TRECHO DO TEXTO:
--------------------------------------------------

Em detrimento disto, a tradição batista, junto com outras tradições da reforma, crê que a confessionalidade da igreja é saudável.[2]

A Igreja Batista tem uma rica história confessional:

“A. As mais proeminentes confissões de fé, formadas antes do Ato de

Tolerância de 1689, são:

  1. A Confissão de John Smyth, escrita provavelmente em 1609.
  2. A Confissão de Thomas Helwys, escrita provavelmente em 1611.
  3. A primeira “Confissão de Fé” dos Batistas Particulares, conhecida como a “Primeira Confissão de Londres”, escrita em 1644 por sete igrejas com o propósito de se distinguirem dos Anabatistas e Batistas Gerais.
  4. A primeira “Confissão de Fé dos Batistas Gerais” publicada em 1651 por 30 igrejas em Leicestershire e Lincolnshire.
  5. A “Confissão de Somerset” publicada em 1656 por 16 congregações de Batistas Particulares.
  6. A “Confissão dos Batistas Gerais” assinada em 1660 por representantes de vinte mil Batistas do Reino com o propósito de convencer Carlos II de que os Batistas eram respeitadores da Lei.
  7. A “Segunda Confissão de Londres”, dos Batistas Particulares, escrita em 1677, com o propósito de mostrar a sua concordância com a “Confissão de Westminster” – dos Presbiterianos – em todos os pontos exceto o batismo. Representantes de 107 igrejas da Inglaterra e Gales assinaram aquela “Confissão”. “O Credo Ortodoxo”, escrito pelos Batistas Gerais em 1678, denunciavam as heresias de Roma.” [3]

As mais importantes confissões de fé batista são a Segunda Confissão Londrina de 1689 e a Confissão de fé de New Hampshire (1833).

--------------------------------------------------

CONJUNTO DE DADOS:
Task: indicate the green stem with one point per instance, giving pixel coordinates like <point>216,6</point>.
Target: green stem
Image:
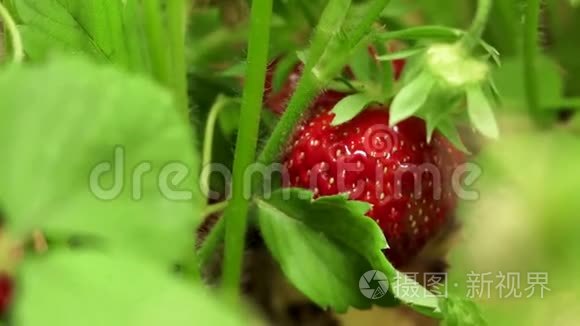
<point>236,214</point>
<point>366,22</point>
<point>156,42</point>
<point>212,117</point>
<point>471,39</point>
<point>305,91</point>
<point>530,51</point>
<point>309,85</point>
<point>16,40</point>
<point>211,242</point>
<point>177,25</point>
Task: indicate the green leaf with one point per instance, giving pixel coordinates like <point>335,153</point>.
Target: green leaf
<point>76,153</point>
<point>401,54</point>
<point>362,64</point>
<point>49,26</point>
<point>459,311</point>
<point>410,99</point>
<point>349,107</point>
<point>93,289</point>
<point>481,113</point>
<point>326,272</point>
<point>448,129</point>
<point>319,244</point>
<point>236,70</point>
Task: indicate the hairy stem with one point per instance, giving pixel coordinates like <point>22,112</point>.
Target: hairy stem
<point>211,242</point>
<point>156,42</point>
<point>15,38</point>
<point>310,85</point>
<point>471,39</point>
<point>236,214</point>
<point>214,112</point>
<point>530,51</point>
<point>177,25</point>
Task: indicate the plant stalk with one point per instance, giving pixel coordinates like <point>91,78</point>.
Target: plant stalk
<point>13,33</point>
<point>530,51</point>
<point>309,85</point>
<point>236,214</point>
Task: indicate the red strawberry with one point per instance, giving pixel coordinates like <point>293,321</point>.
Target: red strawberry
<point>5,292</point>
<point>380,165</point>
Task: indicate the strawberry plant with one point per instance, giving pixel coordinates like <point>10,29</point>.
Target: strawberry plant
<point>170,161</point>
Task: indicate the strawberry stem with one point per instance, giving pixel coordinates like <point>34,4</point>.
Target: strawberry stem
<point>530,50</point>
<point>177,24</point>
<point>15,38</point>
<point>212,117</point>
<point>310,85</point>
<point>236,214</point>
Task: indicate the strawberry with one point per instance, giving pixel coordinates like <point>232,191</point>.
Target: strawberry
<point>392,168</point>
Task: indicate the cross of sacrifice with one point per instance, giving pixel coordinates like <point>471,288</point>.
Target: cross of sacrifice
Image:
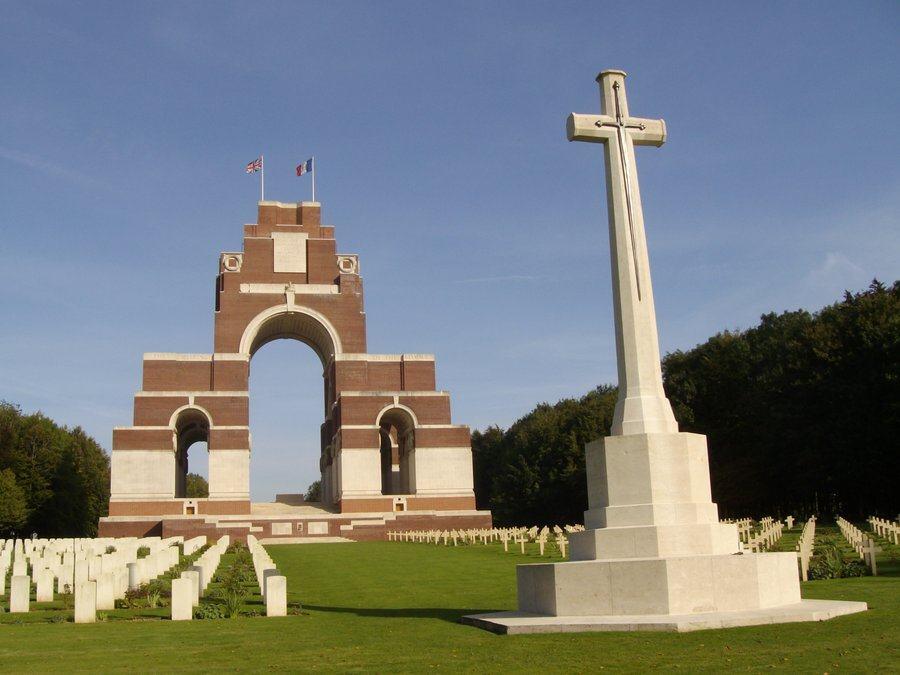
<point>642,406</point>
<point>620,133</point>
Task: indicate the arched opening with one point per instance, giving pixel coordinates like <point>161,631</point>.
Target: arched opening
<point>293,322</point>
<point>397,428</point>
<point>287,408</point>
<point>191,426</point>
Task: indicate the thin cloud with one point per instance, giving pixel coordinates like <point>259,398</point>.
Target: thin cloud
<point>500,279</point>
<point>51,168</point>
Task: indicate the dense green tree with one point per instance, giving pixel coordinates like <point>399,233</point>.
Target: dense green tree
<point>196,486</point>
<point>534,472</point>
<point>801,414</point>
<point>13,509</point>
<point>314,491</point>
<point>62,473</point>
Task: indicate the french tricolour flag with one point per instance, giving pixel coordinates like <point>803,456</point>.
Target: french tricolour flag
<point>304,167</point>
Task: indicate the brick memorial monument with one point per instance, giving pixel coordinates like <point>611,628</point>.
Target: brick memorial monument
<point>390,456</point>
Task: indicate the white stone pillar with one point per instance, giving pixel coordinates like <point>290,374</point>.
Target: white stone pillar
<point>268,570</point>
<point>202,579</point>
<point>276,595</point>
<point>19,594</point>
<point>194,576</point>
<point>44,586</point>
<point>106,598</point>
<point>86,602</point>
<point>182,599</point>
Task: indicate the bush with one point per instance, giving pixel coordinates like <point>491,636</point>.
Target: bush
<point>233,580</point>
<point>828,562</point>
<point>209,611</point>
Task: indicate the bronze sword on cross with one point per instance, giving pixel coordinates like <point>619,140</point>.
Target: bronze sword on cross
<point>624,133</point>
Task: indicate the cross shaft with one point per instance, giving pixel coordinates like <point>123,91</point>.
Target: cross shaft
<point>642,406</point>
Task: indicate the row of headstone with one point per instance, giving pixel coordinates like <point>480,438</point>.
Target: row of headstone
<point>888,529</point>
<point>770,531</point>
<point>193,582</point>
<point>272,584</point>
<point>862,544</point>
<point>744,526</point>
<point>506,535</point>
<point>805,546</point>
<point>99,571</point>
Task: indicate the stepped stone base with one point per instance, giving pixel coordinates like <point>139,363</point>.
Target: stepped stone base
<point>285,522</point>
<point>511,623</point>
<point>674,585</point>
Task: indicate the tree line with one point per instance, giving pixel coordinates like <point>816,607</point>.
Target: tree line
<point>54,481</point>
<point>801,414</point>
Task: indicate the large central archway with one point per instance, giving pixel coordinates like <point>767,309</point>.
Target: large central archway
<point>386,441</point>
<point>292,322</point>
<point>301,324</point>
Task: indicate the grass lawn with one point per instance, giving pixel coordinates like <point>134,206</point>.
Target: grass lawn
<point>384,607</point>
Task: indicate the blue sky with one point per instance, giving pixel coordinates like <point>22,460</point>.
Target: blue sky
<point>439,130</point>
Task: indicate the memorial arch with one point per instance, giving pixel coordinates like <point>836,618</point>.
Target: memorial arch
<point>388,447</point>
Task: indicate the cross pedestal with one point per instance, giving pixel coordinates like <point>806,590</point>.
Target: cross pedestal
<point>654,554</point>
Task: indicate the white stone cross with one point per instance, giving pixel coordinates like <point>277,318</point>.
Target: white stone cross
<point>868,550</point>
<point>642,406</point>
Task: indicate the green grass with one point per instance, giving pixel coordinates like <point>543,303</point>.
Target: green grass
<point>395,607</point>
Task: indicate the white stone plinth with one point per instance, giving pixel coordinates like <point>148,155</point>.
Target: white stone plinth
<point>19,594</point>
<point>106,592</point>
<point>266,570</point>
<point>202,576</point>
<point>276,595</point>
<point>86,602</point>
<point>511,623</point>
<point>672,585</point>
<point>182,599</point>
<point>44,592</point>
<point>194,576</point>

--------------------------------------------------

INSTRUÇÃO 1:
Diga se cada afirmação abaixo está de acordo com o trecho sobre as confissões batistas e responda sim ou não, citando exatamente as palavras do trecho que decidem a resposta:
(a) A Confissão de Somerset foi publicada por 16 congregações de Batistas Particulares.
(b) A Primeira Confissão de Londres foi escrita por trinta igrejas.
(c) A Segunda Confissão de Londres concordava com a Confissão de Westminster também quanto ao batismo.
INSTRUÇÃO 2:
Responda a cada pergunta com base no trecho sobre as confissões batistas:
(a) Em que ano a Confissão de Thomas Helwys foi provavelmente escrita?
(b) Representantes de quantas igrejas assinaram a Segunda Confissão de Londres?
(c) Qual é a data da Confissão de fé de New Hampshire?

RESOLUÇÃO 1:
(a) Sim: «publicada em 1656 por 16 congregações de Batistas Particulares».
(b) Não: «escrita em 1644 por sete igrejas».
(c) Não: «em todos os pontos exceto o batismo».

RESOLUÇÃO 2:
(a) Em 1611.
(b) De 107 igrejas da Inglaterra e Gales.
(c) 1833.